Rewrite all the records, putting "Trace" wherever "Outline" appears and keeping everything else the same. Leave the pictures out.

......

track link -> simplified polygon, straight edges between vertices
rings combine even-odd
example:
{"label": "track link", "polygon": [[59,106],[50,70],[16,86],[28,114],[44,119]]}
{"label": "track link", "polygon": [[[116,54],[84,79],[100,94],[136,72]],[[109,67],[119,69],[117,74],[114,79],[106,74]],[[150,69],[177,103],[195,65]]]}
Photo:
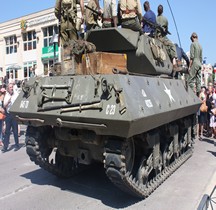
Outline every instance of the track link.
{"label": "track link", "polygon": [[[124,142],[122,142],[122,144],[124,144]],[[125,164],[126,157],[123,155],[123,152],[119,154],[119,151],[116,152],[111,148],[106,148],[106,152],[104,153],[104,167],[107,176],[118,188],[133,196],[146,198],[190,158],[192,153],[192,148],[188,149],[146,185],[140,184],[137,179],[127,171]]]}
{"label": "track link", "polygon": [[[43,133],[43,138],[46,138],[50,133]],[[52,152],[44,155],[43,147],[41,147],[41,131],[34,127],[28,127],[26,133],[26,152],[36,165],[39,165],[44,170],[62,178],[69,178],[80,172],[82,169],[77,164],[71,164],[69,167],[64,165],[65,161],[62,161],[62,165],[53,163],[53,160],[49,161],[49,155]],[[68,159],[68,157],[65,157]]]}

......

◆ **Problem solution**
track link -> simplified polygon, straight edges between vertices
rings combine even-odd
example:
{"label": "track link", "polygon": [[59,106],[50,70],[16,86],[28,114],[44,119]]}
{"label": "track link", "polygon": [[[116,54],[84,79],[100,94],[136,72]],[[109,67],[119,69],[117,74],[114,79],[106,74]],[[150,69],[177,103],[195,65]]]}
Photo:
Trace every instance of the track link.
{"label": "track link", "polygon": [[[124,142],[122,142],[122,144],[124,144]],[[125,164],[126,157],[123,155],[123,152],[119,154],[119,151],[116,152],[111,148],[106,148],[106,152],[104,153],[104,167],[107,176],[118,188],[133,196],[146,198],[190,158],[192,153],[192,148],[188,149],[146,185],[140,184],[137,179],[127,171]]]}
{"label": "track link", "polygon": [[[43,133],[43,138],[46,138],[50,133]],[[52,152],[44,155],[43,147],[41,147],[41,131],[34,127],[28,127],[26,133],[26,152],[36,165],[39,165],[44,170],[62,178],[69,178],[80,172],[82,169],[77,164],[71,164],[69,167],[64,165],[65,161],[62,161],[62,165],[53,163],[53,160],[49,161],[49,155]],[[68,159],[68,157],[65,157]]]}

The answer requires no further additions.